_TASK TO COMPLETE_: In the Q-Q plot section, which function adds the reference line to the plot in the base package code?

_DOCUMENT_:
Section 21 Single Continuous Variable: Q-Q Plot
21.1 Q-Q plot
- Q-Q (quantile-quantile) plot is a probability plot, which is a graphical method for comparing two probability distributions by plotting their quantiles against each other.
- A common use to compare the data from the observed distribution against the expected theoretical distribution.
21.2 package base
data(iris)
qqnorm(y=iris$Sepal.Length,
main='Normal QQ of Sepal Length',
xlab='Theoretical Quantiles',
ylab='Sepal Length (cm)',
col='blue')
qqline(y=iris$Sepal.Length, lty=1, lwd=2, col='red')
21.3 package ggplot2
# QQ plot with QQ line
y <- iris$Sepal.Length
qy <- quantile(y, probs=c(0.25, 0.75), na.rm=TRUE)
qx <- qnorm(p=c(0.25, 0.75))
slope <- unname(diff(qy)/diff(qx))
int <- unname(qy[1] - slope*qx[1])
g <- ggplot(data=iris, mapping=aes(sample=Sepal.Length))
g <- g + geom_qq(distribution = stats::qnorm, col='blue')
g <- g + geom_abline(slope=slope, intercept=int, colour='red', linetype=2, size=1.25)
g <- g + labs(title='QQ plot of Sepal Length',
subtitle='Based on Iris data',
x='Theoretical Quantile',
y='Sepal Length (cm)')
g + theme_bw()

_STORED ROWS_:
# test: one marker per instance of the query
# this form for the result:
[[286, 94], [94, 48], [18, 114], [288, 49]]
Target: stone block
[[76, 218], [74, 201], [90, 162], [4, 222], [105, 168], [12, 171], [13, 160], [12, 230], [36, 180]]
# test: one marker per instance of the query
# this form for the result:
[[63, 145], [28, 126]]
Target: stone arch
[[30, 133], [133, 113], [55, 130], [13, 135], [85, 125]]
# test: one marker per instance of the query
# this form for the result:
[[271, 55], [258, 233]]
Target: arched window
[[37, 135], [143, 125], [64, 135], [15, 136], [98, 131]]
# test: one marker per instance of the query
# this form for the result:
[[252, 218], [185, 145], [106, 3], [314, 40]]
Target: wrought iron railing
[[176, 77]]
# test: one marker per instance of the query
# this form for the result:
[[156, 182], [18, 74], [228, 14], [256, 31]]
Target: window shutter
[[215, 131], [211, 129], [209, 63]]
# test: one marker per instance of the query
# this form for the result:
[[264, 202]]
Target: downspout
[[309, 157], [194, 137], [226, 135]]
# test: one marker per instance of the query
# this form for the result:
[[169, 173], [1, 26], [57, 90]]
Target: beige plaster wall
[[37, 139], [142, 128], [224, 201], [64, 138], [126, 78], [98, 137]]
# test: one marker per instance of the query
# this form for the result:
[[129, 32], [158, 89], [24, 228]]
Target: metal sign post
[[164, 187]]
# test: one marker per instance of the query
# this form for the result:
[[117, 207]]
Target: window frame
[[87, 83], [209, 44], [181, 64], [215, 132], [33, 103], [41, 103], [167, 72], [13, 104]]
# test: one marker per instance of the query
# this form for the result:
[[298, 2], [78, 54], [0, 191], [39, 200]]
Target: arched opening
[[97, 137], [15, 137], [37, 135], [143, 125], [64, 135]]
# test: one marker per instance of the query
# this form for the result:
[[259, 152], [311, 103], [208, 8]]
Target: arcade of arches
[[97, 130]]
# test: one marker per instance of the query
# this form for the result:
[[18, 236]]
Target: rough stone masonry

_SOLUTION TO THIS TASK_: qqline